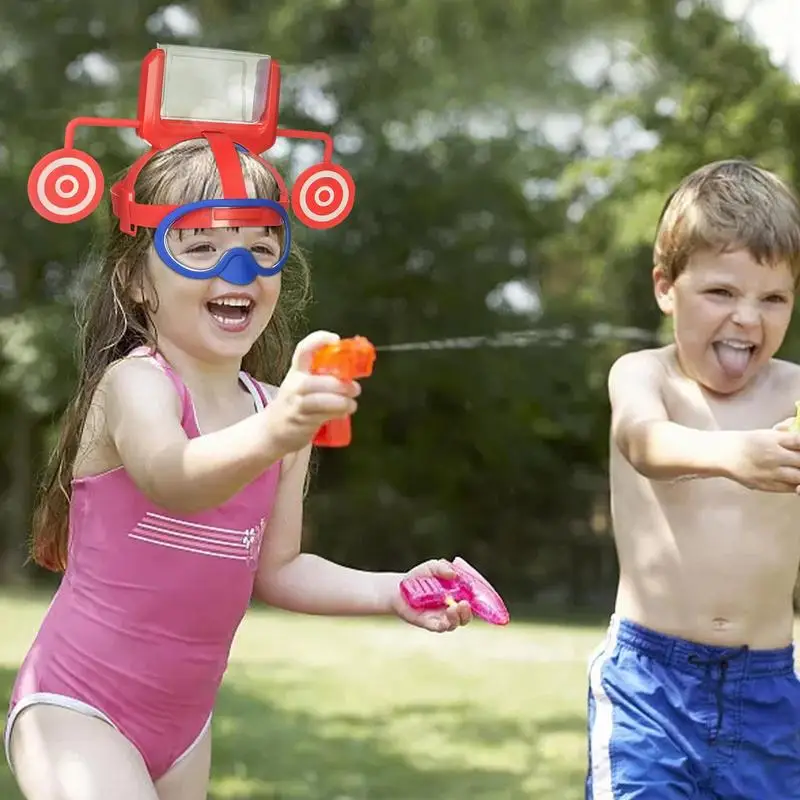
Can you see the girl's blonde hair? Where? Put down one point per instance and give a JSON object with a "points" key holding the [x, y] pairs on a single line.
{"points": [[112, 323]]}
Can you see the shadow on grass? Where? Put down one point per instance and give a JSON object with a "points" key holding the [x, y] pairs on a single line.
{"points": [[265, 752]]}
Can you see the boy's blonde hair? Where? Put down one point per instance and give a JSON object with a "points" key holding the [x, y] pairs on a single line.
{"points": [[726, 206]]}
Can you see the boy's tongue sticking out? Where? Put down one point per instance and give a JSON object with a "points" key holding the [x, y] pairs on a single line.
{"points": [[734, 356]]}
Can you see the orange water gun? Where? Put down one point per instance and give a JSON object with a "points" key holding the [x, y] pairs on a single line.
{"points": [[348, 360]]}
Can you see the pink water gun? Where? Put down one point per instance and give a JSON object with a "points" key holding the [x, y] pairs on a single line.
{"points": [[427, 593]]}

# PROBLEM DETAILS:
From the line containing "Can you see the orange" to the last line of the listing, write everything out exactly. Nothing outside that stretch belongs.

# SOLUTION TO THE PROBLEM:
Can you see the orange water gun? Where? Put down one point per instance and give a JSON object with a "points" key holding the [x, y] pairs on a single line.
{"points": [[348, 360]]}
Can you see the pink water gun? Where? Put down one point per instance and give a JSON object with a "points" key holding the [x, y] pairs on a single line.
{"points": [[427, 593]]}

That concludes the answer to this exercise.